Give back the full listing, character for character, with no pictures.

————

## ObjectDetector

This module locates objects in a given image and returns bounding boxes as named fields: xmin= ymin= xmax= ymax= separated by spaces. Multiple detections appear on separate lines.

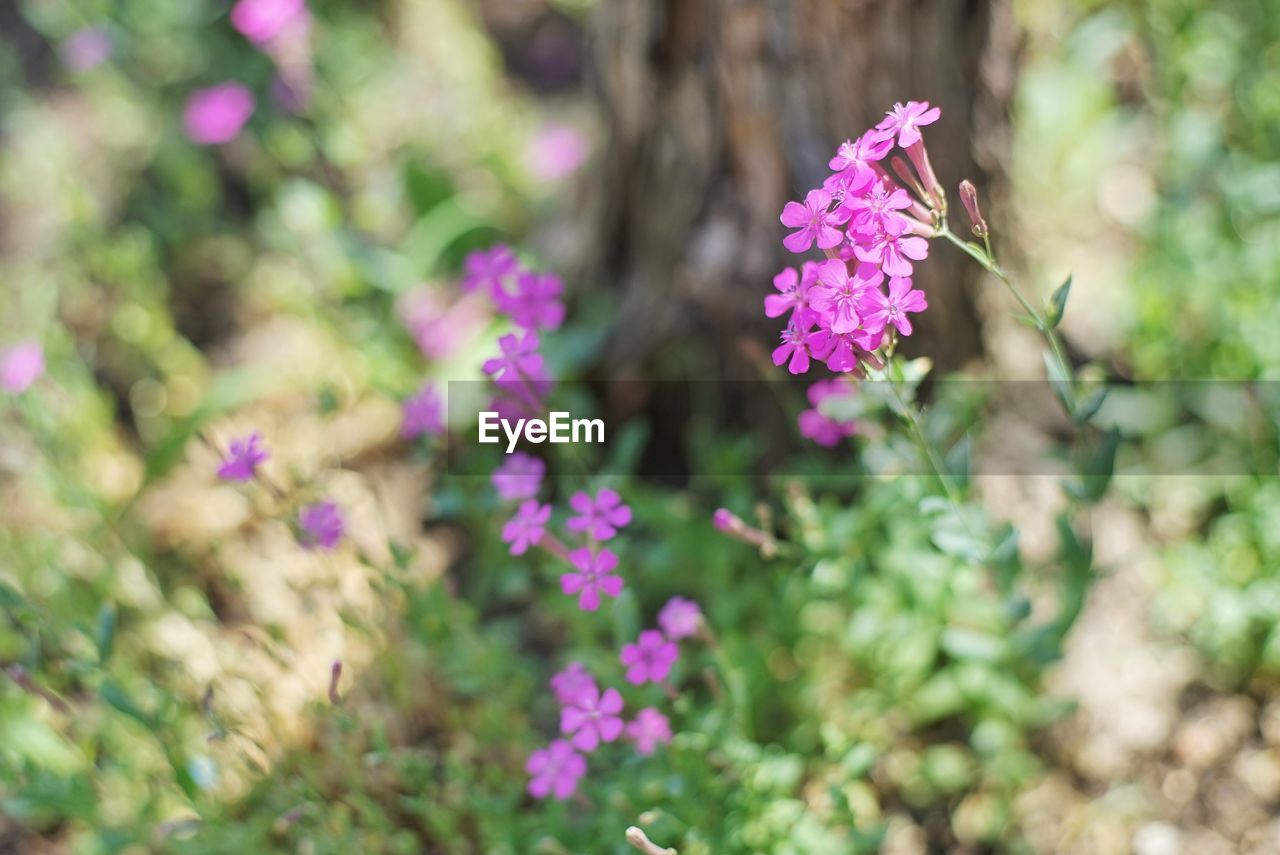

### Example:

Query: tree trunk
xmin=580 ymin=0 xmax=1017 ymax=378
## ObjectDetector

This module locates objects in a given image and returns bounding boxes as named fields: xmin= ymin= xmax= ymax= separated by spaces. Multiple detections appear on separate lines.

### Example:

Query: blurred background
xmin=3 ymin=0 xmax=1280 ymax=852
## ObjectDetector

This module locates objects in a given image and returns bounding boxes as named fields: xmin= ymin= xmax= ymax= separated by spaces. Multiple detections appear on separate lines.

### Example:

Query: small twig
xmin=626 ymin=826 xmax=677 ymax=855
xmin=4 ymin=664 xmax=71 ymax=713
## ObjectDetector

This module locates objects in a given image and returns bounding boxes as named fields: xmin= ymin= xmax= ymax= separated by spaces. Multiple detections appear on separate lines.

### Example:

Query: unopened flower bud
xmin=959 ymin=179 xmax=988 ymax=237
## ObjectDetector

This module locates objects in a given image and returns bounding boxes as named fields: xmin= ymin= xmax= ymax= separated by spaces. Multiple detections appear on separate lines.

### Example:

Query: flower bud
xmin=959 ymin=180 xmax=988 ymax=237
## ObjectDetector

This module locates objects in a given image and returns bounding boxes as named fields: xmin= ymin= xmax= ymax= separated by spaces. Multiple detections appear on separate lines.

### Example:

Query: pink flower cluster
xmin=770 ymin=101 xmax=943 ymax=380
xmin=525 ymin=596 xmax=702 ymax=800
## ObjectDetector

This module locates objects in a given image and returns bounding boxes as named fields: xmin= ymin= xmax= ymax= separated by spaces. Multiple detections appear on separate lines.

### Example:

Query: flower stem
xmin=937 ymin=225 xmax=1075 ymax=415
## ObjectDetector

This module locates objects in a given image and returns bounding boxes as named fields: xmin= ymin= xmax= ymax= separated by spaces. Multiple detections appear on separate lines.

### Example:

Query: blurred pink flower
xmin=231 ymin=0 xmax=308 ymax=45
xmin=626 ymin=707 xmax=672 ymax=756
xmin=401 ymin=383 xmax=444 ymax=439
xmin=217 ymin=432 xmax=269 ymax=481
xmin=798 ymin=380 xmax=858 ymax=447
xmin=550 ymin=662 xmax=595 ymax=706
xmin=1 ymin=341 xmax=44 ymax=394
xmin=559 ymin=683 xmax=624 ymax=751
xmin=396 ymin=287 xmax=489 ymax=361
xmin=501 ymin=500 xmax=551 ymax=556
xmin=619 ymin=629 xmax=678 ymax=686
xmin=61 ymin=27 xmax=112 ymax=72
xmin=491 ymin=452 xmax=544 ymax=502
xmin=566 ymin=488 xmax=631 ymax=541
xmin=184 ymin=84 xmax=254 ymax=145
xmin=526 ymin=739 xmax=587 ymax=800
xmin=298 ymin=501 xmax=344 ymax=551
xmin=561 ymin=547 xmax=623 ymax=612
xmin=658 ymin=596 xmax=702 ymax=640
xmin=525 ymin=123 xmax=590 ymax=182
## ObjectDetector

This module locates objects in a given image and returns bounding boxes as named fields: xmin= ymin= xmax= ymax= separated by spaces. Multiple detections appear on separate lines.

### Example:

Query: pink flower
xmin=525 ymin=123 xmax=590 ymax=181
xmin=658 ymin=596 xmax=703 ymax=640
xmin=566 ymin=489 xmax=631 ymax=541
xmin=797 ymin=381 xmax=858 ymax=447
xmin=853 ymin=229 xmax=930 ymax=278
xmin=559 ymin=683 xmax=624 ymax=751
xmin=184 ymin=83 xmax=254 ymax=145
xmin=461 ymin=245 xmax=520 ymax=299
xmin=230 ymin=0 xmax=307 ymax=44
xmin=712 ymin=509 xmax=735 ymax=533
xmin=397 ymin=287 xmax=489 ymax=361
xmin=863 ymin=276 xmax=927 ymax=337
xmin=482 ymin=331 xmax=550 ymax=396
xmin=772 ymin=320 xmax=831 ymax=376
xmin=492 ymin=452 xmax=544 ymax=502
xmin=825 ymin=129 xmax=893 ymax=195
xmin=626 ymin=707 xmax=673 ymax=756
xmin=810 ymin=260 xmax=884 ymax=335
xmin=401 ymin=384 xmax=444 ymax=439
xmin=500 ymin=272 xmax=565 ymax=331
xmin=550 ymin=662 xmax=595 ymax=706
xmin=763 ymin=262 xmax=820 ymax=325
xmin=217 ymin=432 xmax=269 ymax=481
xmin=501 ymin=500 xmax=551 ymax=556
xmin=526 ymin=739 xmax=587 ymax=800
xmin=1 ymin=341 xmax=44 ymax=393
xmin=877 ymin=100 xmax=941 ymax=149
xmin=620 ymin=629 xmax=679 ymax=685
xmin=560 ymin=547 xmax=623 ymax=611
xmin=61 ymin=27 xmax=112 ymax=71
xmin=298 ymin=501 xmax=344 ymax=551
xmin=779 ymin=189 xmax=850 ymax=253
xmin=843 ymin=183 xmax=913 ymax=237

————

## Your solution
## ObjectDetector

This module locates objects in a given image and returns bounding boxes as named fields: xmin= ymin= xmax= ymax= separated by spaces. Multiple detections appear on separate lines.


### Example:

Query: tree trunk
xmin=580 ymin=0 xmax=1017 ymax=378
## ObjectDetector

This module locates objects in a given image and returns bounding boxes as named fields: xmin= ymin= xmax= ymax= separated by spaces. Multiple detections appear on separate lines.

### Example:

Query: blurred background
xmin=3 ymin=0 xmax=1280 ymax=852
## ObjectDetector

This module locates objects in a given image and returns bounding boxes as named fields: xmin= ymin= xmax= ymax= separated by spaces. Multiple detections appear on separate lines.

### Example:

Query: small twig
xmin=626 ymin=826 xmax=677 ymax=855
xmin=4 ymin=664 xmax=71 ymax=713
## ObjectDetector

This module locates objects in a given image and returns bounding boxes as named fields: xmin= ymin= xmax= ymax= separated by spaces. Multiple detections appear on separate lines.

### Example:

Query: unopened flower bud
xmin=959 ymin=179 xmax=988 ymax=237
## ObjectDetector

This module locates objects in a given image and returns bounding boxes as named fields: xmin= ymin= xmax= ymax= separated by spaces. Multiple detections appear on separate lines.

### Example:

Query: flower bud
xmin=959 ymin=180 xmax=988 ymax=237
## ObjectDetector

This module locates objects in a given image and returns bounding boxes as named fields: xmin= ymin= xmax= ymax= separated by spaces. Multiple detections appear on separate lines.

### Example:

Query: pink flower cluster
xmin=770 ymin=101 xmax=943 ymax=380
xmin=525 ymin=596 xmax=702 ymax=800
## ObjectDetector

This module locates objects in a given image and returns bounding boxes as named fields: xmin= ymin= xmax= ymax= separated by spaces. Multiple detections appear on separate lines.

### Example:

Query: flower stem
xmin=937 ymin=225 xmax=1075 ymax=415
## ObjectDetector

This module locates objects in a given image and returns bounding boxes as named fields: xmin= ymin= xmax= ymax= separated by spaces. Multiple detections appear on separate lines.

### Example:

Query: blurred pink flower
xmin=231 ymin=0 xmax=308 ymax=45
xmin=626 ymin=707 xmax=672 ymax=756
xmin=401 ymin=383 xmax=444 ymax=439
xmin=217 ymin=432 xmax=269 ymax=481
xmin=798 ymin=380 xmax=858 ymax=447
xmin=550 ymin=662 xmax=595 ymax=706
xmin=1 ymin=341 xmax=44 ymax=394
xmin=559 ymin=683 xmax=624 ymax=751
xmin=396 ymin=287 xmax=489 ymax=361
xmin=501 ymin=500 xmax=551 ymax=556
xmin=619 ymin=629 xmax=678 ymax=686
xmin=61 ymin=27 xmax=112 ymax=72
xmin=491 ymin=452 xmax=544 ymax=502
xmin=566 ymin=488 xmax=631 ymax=541
xmin=184 ymin=84 xmax=254 ymax=145
xmin=526 ymin=739 xmax=587 ymax=800
xmin=298 ymin=501 xmax=344 ymax=551
xmin=561 ymin=547 xmax=623 ymax=612
xmin=658 ymin=596 xmax=702 ymax=640
xmin=525 ymin=123 xmax=590 ymax=182
## ObjectDetector

This module locates objects in a given image and returns bounding boxes as named fields: xmin= ymin= xmax= ymax= separated by spaces. Multiple detections appear on separate lines.

### Example:

Query: pink flower
xmin=525 ymin=123 xmax=590 ymax=181
xmin=658 ymin=596 xmax=703 ymax=640
xmin=566 ymin=489 xmax=631 ymax=541
xmin=797 ymin=381 xmax=858 ymax=447
xmin=853 ymin=229 xmax=930 ymax=278
xmin=559 ymin=683 xmax=624 ymax=751
xmin=184 ymin=83 xmax=254 ymax=145
xmin=461 ymin=245 xmax=520 ymax=299
xmin=230 ymin=0 xmax=307 ymax=44
xmin=712 ymin=509 xmax=735 ymax=533
xmin=397 ymin=287 xmax=489 ymax=361
xmin=863 ymin=276 xmax=927 ymax=337
xmin=482 ymin=331 xmax=550 ymax=396
xmin=772 ymin=320 xmax=831 ymax=376
xmin=492 ymin=452 xmax=544 ymax=502
xmin=825 ymin=129 xmax=893 ymax=195
xmin=626 ymin=707 xmax=673 ymax=756
xmin=810 ymin=260 xmax=884 ymax=335
xmin=401 ymin=384 xmax=444 ymax=439
xmin=500 ymin=272 xmax=565 ymax=331
xmin=550 ymin=662 xmax=595 ymax=706
xmin=763 ymin=262 xmax=820 ymax=325
xmin=217 ymin=432 xmax=269 ymax=481
xmin=501 ymin=500 xmax=551 ymax=556
xmin=526 ymin=739 xmax=587 ymax=800
xmin=1 ymin=341 xmax=44 ymax=393
xmin=877 ymin=100 xmax=941 ymax=149
xmin=620 ymin=629 xmax=679 ymax=685
xmin=560 ymin=547 xmax=623 ymax=611
xmin=61 ymin=27 xmax=112 ymax=71
xmin=298 ymin=501 xmax=344 ymax=551
xmin=779 ymin=189 xmax=850 ymax=253
xmin=843 ymin=183 xmax=913 ymax=237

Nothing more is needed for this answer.